◆ **Direction**
Copy the lines below verbatim, beginning with the line that includes "Where can the sky" and continuing to the end; leave out everything before it.
-- begin The input --
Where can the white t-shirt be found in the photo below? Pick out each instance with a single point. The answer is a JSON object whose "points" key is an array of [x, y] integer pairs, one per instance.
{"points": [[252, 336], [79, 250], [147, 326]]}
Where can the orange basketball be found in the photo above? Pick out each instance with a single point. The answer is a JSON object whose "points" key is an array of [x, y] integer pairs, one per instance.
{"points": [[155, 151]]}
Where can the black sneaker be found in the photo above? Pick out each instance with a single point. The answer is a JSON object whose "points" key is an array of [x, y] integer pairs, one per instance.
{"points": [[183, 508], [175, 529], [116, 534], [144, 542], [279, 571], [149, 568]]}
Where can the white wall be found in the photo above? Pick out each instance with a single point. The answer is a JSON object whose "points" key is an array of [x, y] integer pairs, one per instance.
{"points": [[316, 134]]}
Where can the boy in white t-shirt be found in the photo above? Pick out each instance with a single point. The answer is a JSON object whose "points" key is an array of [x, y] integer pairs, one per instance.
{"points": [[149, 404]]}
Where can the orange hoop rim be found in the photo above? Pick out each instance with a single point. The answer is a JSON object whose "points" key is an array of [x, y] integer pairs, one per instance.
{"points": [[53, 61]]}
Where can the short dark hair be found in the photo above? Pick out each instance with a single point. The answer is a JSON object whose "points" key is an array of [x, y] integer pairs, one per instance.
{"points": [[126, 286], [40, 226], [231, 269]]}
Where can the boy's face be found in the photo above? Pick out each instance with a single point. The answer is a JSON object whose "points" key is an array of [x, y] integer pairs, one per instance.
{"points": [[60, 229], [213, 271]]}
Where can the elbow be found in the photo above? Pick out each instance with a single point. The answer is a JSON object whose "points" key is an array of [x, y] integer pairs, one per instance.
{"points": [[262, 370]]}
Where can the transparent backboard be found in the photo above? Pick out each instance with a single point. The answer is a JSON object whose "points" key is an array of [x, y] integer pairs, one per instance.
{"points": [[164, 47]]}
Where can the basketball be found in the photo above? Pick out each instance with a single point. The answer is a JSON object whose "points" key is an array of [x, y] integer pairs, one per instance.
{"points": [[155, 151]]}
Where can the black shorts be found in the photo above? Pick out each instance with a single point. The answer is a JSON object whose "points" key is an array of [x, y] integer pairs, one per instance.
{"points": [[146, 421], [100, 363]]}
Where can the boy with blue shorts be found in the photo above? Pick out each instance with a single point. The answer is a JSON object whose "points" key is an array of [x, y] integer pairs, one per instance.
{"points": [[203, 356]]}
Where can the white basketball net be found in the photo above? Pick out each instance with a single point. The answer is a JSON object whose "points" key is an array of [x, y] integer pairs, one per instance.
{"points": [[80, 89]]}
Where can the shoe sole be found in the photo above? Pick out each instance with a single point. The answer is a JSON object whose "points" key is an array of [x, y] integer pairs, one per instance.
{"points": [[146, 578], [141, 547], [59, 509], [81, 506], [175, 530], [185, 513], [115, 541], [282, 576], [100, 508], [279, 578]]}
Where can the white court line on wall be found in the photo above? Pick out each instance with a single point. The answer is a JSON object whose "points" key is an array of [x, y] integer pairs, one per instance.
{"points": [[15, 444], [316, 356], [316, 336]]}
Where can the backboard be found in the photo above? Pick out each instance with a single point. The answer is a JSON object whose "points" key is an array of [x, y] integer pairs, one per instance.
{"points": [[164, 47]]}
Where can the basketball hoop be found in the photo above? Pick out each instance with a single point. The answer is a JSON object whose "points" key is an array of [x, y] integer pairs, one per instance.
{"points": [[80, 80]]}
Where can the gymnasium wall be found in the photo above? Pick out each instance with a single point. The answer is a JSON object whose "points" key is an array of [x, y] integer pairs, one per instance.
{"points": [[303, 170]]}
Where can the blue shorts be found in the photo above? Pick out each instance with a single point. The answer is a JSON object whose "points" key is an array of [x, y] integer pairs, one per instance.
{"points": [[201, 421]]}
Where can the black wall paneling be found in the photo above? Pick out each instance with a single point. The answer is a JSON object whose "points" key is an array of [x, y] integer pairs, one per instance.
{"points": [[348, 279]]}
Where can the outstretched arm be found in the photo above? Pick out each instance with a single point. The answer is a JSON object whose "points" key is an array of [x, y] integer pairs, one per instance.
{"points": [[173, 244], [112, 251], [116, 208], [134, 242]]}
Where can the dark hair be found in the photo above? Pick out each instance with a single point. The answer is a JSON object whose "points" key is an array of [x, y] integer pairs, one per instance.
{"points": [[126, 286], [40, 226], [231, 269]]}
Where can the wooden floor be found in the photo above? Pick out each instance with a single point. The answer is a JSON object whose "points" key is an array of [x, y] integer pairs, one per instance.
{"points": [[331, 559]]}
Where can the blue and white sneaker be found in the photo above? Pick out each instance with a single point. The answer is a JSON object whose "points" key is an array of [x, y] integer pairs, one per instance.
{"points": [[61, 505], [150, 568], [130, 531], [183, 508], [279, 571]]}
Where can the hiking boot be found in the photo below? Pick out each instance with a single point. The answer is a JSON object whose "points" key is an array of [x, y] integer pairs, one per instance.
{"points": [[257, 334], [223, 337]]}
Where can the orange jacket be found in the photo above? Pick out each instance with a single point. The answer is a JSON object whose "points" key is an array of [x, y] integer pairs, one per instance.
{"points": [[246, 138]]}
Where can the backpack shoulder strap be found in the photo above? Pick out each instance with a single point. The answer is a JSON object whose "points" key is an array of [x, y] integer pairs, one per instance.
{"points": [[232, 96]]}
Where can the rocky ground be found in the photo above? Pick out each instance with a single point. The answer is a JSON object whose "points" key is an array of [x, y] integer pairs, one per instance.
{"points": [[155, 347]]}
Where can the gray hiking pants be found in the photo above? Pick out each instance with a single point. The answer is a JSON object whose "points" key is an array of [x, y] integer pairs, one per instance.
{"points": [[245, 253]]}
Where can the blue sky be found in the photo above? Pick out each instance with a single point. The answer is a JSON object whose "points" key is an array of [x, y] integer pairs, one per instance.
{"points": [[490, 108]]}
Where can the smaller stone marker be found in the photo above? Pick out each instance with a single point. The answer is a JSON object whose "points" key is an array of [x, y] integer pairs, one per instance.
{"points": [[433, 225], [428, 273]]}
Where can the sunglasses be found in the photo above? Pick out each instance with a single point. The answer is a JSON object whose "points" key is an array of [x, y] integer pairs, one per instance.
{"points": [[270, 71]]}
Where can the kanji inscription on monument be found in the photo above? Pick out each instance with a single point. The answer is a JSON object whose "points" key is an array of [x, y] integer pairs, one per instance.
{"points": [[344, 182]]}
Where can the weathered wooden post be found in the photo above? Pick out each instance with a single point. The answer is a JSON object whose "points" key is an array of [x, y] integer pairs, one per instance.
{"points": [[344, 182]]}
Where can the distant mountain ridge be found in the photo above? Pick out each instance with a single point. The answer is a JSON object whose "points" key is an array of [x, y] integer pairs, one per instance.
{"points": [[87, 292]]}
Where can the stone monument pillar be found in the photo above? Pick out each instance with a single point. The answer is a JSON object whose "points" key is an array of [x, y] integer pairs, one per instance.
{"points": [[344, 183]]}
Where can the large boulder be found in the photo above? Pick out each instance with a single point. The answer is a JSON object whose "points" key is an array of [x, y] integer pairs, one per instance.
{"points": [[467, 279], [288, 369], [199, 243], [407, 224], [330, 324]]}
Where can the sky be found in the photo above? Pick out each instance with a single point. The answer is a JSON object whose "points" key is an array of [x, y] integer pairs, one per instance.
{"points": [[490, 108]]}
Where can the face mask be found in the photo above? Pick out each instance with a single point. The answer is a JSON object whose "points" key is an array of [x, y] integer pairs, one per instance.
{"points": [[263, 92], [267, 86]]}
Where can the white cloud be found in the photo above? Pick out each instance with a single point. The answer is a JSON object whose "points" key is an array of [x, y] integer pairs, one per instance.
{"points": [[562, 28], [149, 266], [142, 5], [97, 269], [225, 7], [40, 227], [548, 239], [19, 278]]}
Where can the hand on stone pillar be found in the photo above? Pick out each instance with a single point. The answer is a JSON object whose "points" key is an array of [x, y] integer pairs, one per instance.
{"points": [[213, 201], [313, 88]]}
-- end The input --
◆ **Exercise result**
Where can the sky be found in the photo above? Pick out each instance with a single point. The answer is a JSON object whose "points" key is an array of [x, y] integer pairs, one per instance.
{"points": [[490, 108]]}
Where can the face mask be found in the photo above? Pick out each instance with a single point. The answer is a JSON object whose "points" key is an array of [x, y] integer pairs, one per instance.
{"points": [[263, 92], [267, 86]]}
Where can the white cloud be found in the photo above? Pick out each instance with a single point. The answer is a JSON object whose "points" key is an array of [x, y] integer pairs, one per instance.
{"points": [[562, 28], [149, 266], [142, 5], [97, 269], [225, 7], [40, 227], [548, 239], [19, 278]]}
Where can the hand on stone pillar be found in the photo above? Pick out each instance with a single point. The answer is a JSON object whose "points" key is an array of [x, y] integer pairs, one per instance.
{"points": [[213, 201], [313, 88]]}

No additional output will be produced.